EXERCISE DIRECTIONS:
Please return the entries, omitting and altering nothing.

DATASET EXTRACT:
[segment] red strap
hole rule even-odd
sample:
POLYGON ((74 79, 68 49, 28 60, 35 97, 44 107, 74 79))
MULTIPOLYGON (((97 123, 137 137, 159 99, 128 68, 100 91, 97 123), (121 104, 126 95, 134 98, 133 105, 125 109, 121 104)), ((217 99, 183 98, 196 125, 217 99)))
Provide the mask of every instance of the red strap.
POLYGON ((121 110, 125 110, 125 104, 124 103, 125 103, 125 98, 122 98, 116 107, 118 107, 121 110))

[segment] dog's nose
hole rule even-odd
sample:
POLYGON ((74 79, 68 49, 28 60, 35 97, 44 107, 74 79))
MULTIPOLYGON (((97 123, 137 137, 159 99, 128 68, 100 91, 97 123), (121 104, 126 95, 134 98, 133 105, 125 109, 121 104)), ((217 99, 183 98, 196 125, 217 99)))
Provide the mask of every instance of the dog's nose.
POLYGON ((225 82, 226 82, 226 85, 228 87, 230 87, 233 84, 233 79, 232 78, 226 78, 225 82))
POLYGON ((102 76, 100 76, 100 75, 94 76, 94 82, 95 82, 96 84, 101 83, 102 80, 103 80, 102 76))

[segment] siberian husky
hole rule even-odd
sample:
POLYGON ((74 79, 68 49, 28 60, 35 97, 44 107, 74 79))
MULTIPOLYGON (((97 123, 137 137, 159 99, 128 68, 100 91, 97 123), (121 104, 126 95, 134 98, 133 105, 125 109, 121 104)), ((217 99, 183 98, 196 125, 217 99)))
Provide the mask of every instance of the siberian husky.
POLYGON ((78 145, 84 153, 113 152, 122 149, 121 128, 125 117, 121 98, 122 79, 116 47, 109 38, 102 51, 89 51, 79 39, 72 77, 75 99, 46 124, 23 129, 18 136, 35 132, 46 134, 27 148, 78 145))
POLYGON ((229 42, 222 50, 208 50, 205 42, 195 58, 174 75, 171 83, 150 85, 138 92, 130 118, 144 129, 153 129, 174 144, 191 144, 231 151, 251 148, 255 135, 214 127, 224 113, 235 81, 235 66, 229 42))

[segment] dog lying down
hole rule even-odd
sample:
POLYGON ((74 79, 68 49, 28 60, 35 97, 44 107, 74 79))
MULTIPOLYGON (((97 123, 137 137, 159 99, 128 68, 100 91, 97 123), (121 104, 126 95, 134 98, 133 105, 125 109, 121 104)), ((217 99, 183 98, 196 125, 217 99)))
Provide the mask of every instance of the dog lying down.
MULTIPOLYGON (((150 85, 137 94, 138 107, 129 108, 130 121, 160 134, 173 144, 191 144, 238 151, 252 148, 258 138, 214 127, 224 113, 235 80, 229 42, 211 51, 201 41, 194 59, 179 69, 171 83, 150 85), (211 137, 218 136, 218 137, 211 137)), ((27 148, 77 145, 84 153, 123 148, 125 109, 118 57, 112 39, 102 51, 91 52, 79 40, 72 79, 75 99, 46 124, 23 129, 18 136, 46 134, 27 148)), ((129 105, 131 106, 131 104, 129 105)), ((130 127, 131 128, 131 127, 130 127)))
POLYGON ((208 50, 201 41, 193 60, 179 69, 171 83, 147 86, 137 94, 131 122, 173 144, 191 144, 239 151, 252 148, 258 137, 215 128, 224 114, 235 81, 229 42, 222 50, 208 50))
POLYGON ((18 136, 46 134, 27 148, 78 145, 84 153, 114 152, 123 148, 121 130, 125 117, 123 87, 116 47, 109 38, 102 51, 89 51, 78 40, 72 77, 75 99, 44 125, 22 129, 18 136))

TASK RESULT:
[segment] red strap
hole rule even-odd
sample:
POLYGON ((74 79, 68 49, 28 60, 35 97, 44 107, 74 79))
MULTIPOLYGON (((97 123, 137 137, 159 99, 128 68, 100 91, 97 123), (121 104, 126 95, 134 98, 133 105, 125 109, 121 104)), ((217 99, 183 98, 196 125, 217 99)))
Provide the mask of every instance of the red strap.
POLYGON ((121 110, 125 110, 125 104, 124 103, 125 103, 125 98, 122 98, 116 107, 118 107, 121 110))

[segment] dog's nose
hole rule even-odd
sample:
POLYGON ((74 79, 68 49, 28 60, 35 97, 44 107, 74 79))
MULTIPOLYGON (((97 123, 137 137, 159 99, 128 68, 100 91, 97 123), (121 104, 126 95, 134 98, 133 105, 125 109, 121 104)), ((217 99, 183 98, 196 125, 217 99)))
Provide the mask of every instance of the dog's nose.
POLYGON ((225 82, 226 82, 226 85, 228 87, 230 87, 233 84, 233 79, 232 78, 226 78, 225 82))
POLYGON ((102 76, 100 76, 100 75, 94 76, 94 82, 95 82, 96 84, 101 83, 102 80, 103 80, 102 76))

[segment] siberian husky
hole rule even-odd
sample:
POLYGON ((74 79, 68 49, 28 60, 35 97, 44 107, 74 79))
MULTIPOLYGON (((97 123, 137 137, 159 99, 128 68, 100 91, 97 123), (121 104, 126 95, 134 98, 133 105, 125 109, 121 104)), ((217 99, 183 98, 196 125, 217 99)))
Provide the mask of every instance of the siberian husky.
POLYGON ((78 145, 84 153, 113 152, 122 149, 121 128, 125 117, 121 98, 122 79, 116 47, 109 38, 102 51, 89 51, 79 39, 72 77, 75 99, 46 124, 23 129, 18 136, 35 132, 46 134, 27 148, 78 145))
POLYGON ((229 42, 222 50, 208 50, 205 42, 195 58, 174 75, 171 83, 150 85, 138 92, 130 118, 144 129, 153 129, 174 144, 191 144, 231 151, 251 148, 255 135, 214 127, 224 113, 235 81, 235 66, 229 42))

[segment] dog lying down
hole rule even-odd
sample:
POLYGON ((74 79, 68 49, 28 60, 35 97, 44 107, 74 79))
MULTIPOLYGON (((97 123, 137 137, 159 99, 128 68, 100 91, 97 123), (121 104, 126 95, 134 98, 133 105, 125 109, 121 104)), ((217 99, 183 98, 196 125, 217 99)))
Provide the mask of every instance of the dog lying down.
MULTIPOLYGON (((150 85, 137 94, 138 107, 129 108, 130 121, 160 134, 173 144, 191 144, 238 151, 252 148, 258 138, 214 127, 224 113, 235 80, 229 42, 211 51, 201 41, 194 59, 179 69, 171 83, 150 85), (211 137, 218 136, 218 137, 211 137)), ((27 148, 77 145, 84 153, 123 148, 125 109, 118 57, 112 39, 102 51, 91 52, 79 40, 72 79, 75 99, 46 124, 23 129, 18 136, 46 134, 27 148)), ((129 105, 131 106, 131 104, 129 105)), ((130 127, 131 128, 131 127, 130 127)))
POLYGON ((208 50, 201 41, 193 60, 179 69, 171 83, 147 86, 137 94, 131 122, 173 144, 191 144, 239 151, 252 148, 258 137, 215 128, 224 114, 235 81, 229 42, 222 50, 208 50))
POLYGON ((18 136, 46 134, 27 148, 78 145, 84 153, 114 152, 123 148, 121 130, 125 117, 123 87, 116 47, 109 38, 102 51, 89 51, 78 40, 72 77, 75 99, 44 125, 22 129, 18 136))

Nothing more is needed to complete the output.